WHAT THE TASK ASKS: Exactly reproduce the lines beginning with the line that includes "Where, specifically, does the yellow" and ending with the last line of the data.

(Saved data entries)

################

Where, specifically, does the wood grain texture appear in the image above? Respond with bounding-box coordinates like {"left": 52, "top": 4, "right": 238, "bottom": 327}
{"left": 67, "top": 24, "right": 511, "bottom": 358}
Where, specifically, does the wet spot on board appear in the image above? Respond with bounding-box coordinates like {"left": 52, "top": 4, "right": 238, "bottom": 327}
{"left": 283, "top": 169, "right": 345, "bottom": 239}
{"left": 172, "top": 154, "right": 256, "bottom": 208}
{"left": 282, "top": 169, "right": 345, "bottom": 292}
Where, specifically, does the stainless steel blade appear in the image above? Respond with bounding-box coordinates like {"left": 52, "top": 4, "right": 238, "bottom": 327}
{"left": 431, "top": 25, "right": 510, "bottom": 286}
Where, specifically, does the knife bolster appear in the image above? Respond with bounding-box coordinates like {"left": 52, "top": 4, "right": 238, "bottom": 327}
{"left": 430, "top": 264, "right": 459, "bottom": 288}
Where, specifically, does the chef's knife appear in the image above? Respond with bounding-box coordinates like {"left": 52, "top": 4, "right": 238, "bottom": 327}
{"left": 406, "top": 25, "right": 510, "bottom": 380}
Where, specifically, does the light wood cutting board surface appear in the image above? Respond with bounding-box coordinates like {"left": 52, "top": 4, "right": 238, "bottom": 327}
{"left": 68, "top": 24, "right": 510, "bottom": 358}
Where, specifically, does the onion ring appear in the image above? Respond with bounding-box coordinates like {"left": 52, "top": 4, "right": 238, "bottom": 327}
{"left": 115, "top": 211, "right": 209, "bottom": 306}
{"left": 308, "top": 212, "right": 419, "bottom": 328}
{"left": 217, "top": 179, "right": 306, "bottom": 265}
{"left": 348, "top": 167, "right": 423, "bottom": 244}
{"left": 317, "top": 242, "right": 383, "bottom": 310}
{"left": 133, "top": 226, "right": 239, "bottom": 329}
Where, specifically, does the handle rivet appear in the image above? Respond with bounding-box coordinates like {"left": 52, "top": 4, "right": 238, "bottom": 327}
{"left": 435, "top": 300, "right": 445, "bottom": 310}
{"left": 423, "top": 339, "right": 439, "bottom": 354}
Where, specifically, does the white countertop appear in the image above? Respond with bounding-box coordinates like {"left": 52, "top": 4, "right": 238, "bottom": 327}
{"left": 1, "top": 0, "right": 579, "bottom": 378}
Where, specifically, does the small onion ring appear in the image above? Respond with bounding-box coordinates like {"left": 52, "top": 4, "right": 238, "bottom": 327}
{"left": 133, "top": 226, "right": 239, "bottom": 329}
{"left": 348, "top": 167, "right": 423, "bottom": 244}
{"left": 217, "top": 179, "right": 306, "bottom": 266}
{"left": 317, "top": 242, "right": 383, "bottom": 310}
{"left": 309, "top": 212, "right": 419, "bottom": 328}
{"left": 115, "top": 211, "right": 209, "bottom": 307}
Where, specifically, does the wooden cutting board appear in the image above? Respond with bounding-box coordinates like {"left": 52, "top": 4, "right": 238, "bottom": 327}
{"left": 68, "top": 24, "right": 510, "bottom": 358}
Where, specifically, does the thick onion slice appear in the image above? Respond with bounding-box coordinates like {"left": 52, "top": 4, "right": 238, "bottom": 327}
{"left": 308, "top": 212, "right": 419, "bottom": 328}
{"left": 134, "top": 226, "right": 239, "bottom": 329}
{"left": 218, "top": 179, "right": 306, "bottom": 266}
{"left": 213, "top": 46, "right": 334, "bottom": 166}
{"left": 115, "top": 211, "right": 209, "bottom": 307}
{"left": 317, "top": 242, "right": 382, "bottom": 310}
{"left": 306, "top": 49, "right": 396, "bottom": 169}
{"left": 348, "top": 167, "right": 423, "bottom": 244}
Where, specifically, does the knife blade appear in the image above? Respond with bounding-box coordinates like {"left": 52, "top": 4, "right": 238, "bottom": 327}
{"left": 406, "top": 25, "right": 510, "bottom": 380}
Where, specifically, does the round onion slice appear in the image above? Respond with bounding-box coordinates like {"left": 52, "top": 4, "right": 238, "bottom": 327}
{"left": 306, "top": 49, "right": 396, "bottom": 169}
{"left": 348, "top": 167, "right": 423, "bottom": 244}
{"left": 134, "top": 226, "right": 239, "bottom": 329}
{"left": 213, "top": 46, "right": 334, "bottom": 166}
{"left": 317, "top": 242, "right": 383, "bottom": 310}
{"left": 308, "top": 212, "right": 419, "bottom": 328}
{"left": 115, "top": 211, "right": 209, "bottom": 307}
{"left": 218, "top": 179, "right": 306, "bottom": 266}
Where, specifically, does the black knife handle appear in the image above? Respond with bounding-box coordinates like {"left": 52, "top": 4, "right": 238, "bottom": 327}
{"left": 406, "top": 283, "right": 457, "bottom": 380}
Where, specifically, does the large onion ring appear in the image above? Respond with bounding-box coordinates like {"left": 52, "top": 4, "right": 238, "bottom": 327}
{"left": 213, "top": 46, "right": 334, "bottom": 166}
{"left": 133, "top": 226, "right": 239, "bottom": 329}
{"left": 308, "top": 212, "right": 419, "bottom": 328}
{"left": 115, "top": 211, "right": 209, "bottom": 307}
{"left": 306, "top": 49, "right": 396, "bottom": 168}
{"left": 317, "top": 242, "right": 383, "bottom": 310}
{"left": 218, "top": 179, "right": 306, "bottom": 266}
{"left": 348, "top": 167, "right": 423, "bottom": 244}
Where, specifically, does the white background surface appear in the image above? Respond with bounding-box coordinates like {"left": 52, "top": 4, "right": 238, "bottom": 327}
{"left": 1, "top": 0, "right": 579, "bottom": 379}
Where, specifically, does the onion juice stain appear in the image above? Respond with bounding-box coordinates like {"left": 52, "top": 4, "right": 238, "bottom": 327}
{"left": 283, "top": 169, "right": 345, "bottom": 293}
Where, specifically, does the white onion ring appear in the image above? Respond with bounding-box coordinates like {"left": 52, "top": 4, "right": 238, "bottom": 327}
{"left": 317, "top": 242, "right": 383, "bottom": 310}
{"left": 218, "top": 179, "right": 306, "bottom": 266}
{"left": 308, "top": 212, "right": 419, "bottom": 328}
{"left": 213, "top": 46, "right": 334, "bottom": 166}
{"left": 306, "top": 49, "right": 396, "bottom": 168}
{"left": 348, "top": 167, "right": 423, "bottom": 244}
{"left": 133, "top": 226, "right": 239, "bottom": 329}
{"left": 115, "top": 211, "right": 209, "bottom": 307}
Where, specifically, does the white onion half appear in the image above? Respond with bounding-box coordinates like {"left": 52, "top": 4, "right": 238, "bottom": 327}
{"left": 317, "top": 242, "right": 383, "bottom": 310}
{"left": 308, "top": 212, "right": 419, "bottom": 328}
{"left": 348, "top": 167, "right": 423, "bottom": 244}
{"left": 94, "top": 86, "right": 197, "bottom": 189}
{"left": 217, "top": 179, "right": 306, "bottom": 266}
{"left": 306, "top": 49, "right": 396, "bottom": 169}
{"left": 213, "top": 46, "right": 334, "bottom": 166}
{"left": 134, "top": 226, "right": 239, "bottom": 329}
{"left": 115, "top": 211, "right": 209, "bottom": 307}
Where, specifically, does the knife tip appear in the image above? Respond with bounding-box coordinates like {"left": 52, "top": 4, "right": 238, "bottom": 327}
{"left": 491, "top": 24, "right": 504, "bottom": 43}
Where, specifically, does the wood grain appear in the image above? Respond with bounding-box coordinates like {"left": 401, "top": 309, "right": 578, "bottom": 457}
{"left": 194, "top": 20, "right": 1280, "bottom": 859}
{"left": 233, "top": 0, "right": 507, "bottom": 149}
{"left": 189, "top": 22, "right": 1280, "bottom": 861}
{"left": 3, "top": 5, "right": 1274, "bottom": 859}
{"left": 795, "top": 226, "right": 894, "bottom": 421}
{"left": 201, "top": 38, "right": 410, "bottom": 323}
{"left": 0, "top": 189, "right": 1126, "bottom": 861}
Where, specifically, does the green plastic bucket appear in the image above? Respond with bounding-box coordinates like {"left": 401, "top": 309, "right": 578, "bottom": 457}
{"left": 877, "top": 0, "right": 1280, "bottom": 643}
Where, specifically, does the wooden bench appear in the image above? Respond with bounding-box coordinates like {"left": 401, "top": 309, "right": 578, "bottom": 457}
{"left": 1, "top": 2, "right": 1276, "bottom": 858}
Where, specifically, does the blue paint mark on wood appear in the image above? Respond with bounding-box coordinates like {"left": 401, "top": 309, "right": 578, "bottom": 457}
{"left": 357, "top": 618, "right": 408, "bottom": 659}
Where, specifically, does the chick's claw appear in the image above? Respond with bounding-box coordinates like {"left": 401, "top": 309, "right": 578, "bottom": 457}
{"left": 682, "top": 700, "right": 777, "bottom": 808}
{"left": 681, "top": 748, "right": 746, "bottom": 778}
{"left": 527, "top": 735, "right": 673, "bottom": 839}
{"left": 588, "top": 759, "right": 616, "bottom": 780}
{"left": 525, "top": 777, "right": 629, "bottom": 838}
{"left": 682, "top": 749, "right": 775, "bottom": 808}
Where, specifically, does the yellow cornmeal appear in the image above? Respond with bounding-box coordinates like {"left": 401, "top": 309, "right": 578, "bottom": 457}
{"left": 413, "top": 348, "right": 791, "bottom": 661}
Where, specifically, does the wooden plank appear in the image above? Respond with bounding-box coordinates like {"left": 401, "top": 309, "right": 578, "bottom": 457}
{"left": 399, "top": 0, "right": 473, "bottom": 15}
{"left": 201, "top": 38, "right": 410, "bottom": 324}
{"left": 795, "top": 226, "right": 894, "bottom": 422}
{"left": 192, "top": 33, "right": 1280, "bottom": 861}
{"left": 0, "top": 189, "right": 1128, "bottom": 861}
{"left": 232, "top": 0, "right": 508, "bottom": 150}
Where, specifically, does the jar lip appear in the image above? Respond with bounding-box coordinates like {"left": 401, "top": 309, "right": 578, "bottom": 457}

################

ANSWER SPACE:
Where, specifically, does the yellow cornmeal appear in the image above? Respond with bounding-box coordinates like {"left": 401, "top": 309, "right": 578, "bottom": 457}
{"left": 413, "top": 348, "right": 791, "bottom": 661}
Where, specifically, does the wooden plank appear in the image above? Respond with bounding-box coordinates like {"left": 401, "top": 309, "right": 578, "bottom": 457}
{"left": 399, "top": 0, "right": 473, "bottom": 15}
{"left": 201, "top": 38, "right": 410, "bottom": 324}
{"left": 795, "top": 226, "right": 894, "bottom": 422}
{"left": 192, "top": 33, "right": 1280, "bottom": 861}
{"left": 0, "top": 189, "right": 1128, "bottom": 861}
{"left": 232, "top": 0, "right": 508, "bottom": 150}
Where, specifically, does the jar lip appear in the image above? Respond with bounding-box coordinates like {"left": 401, "top": 309, "right": 578, "bottom": 457}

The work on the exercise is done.